> **EXCERPT**
"""

Intel Corp (INTC.O) warned third-quarter revenue could fall short of its own estimates by more than $1 billion (644.5 million pounds), reinforcing doubts about the strength of a technology sector recovery.

But shares in the industry bellwether, which dominates the market for PC microprocessors, gained a bit on Friday because investors had braced for bad news and were relieved the downward revision had not been worse.

Global stocks also rose after U.S. economic growth data topped estimates, as Federal Reserve Chairman Ben Bernanke said the central bank was ready to counter a softening recovery. A number of fellow tech heavyweights, including International Business Machines Corp (IBM.N), firmed.

Some analysts pointed to a silver lining: Intel said resilient corporate demand was helping prop up average prices even though consumer demand in mature markets was weaker than expected.

"Even though the news is bad, the bad news is already in the valuation. Obviously, business isn't going great there, but the stock is so cheap this doesn't matter," said Stephen Massocca, managing director at Wedbush Morgan.

"""

> **INFORMATION PROVIDED**

"""

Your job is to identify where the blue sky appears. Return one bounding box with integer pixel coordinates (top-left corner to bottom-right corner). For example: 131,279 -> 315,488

"""

> **WRITTEN PROBLEM A**
According to the Intel excerpt, by how much could Intel's third-quarter revenue fall short of its own estimates?
> **WRITTEN PROBLEM B**
Write out the stretch of the Intel excerpt from "Global stocks also" through "weaker than expected.".

> **EXERCISE RESULT A**
More than $1 billion (644.5 million pounds).

> **EXERCISE RESULT B**
Global stocks also rose after U.S. economic growth data topped estimates, as Federal Reserve Chairman Ben Bernanke said the central bank was ready to counter a softening recovery. A number of fellow tech heavyweights, including International Business Machines Corp (IBM.N), firmed.

Some analysts pointed to a silver lining: Intel said resilient corporate demand was helping prop up average prices even though consumer demand in mature markets was weaker than expected.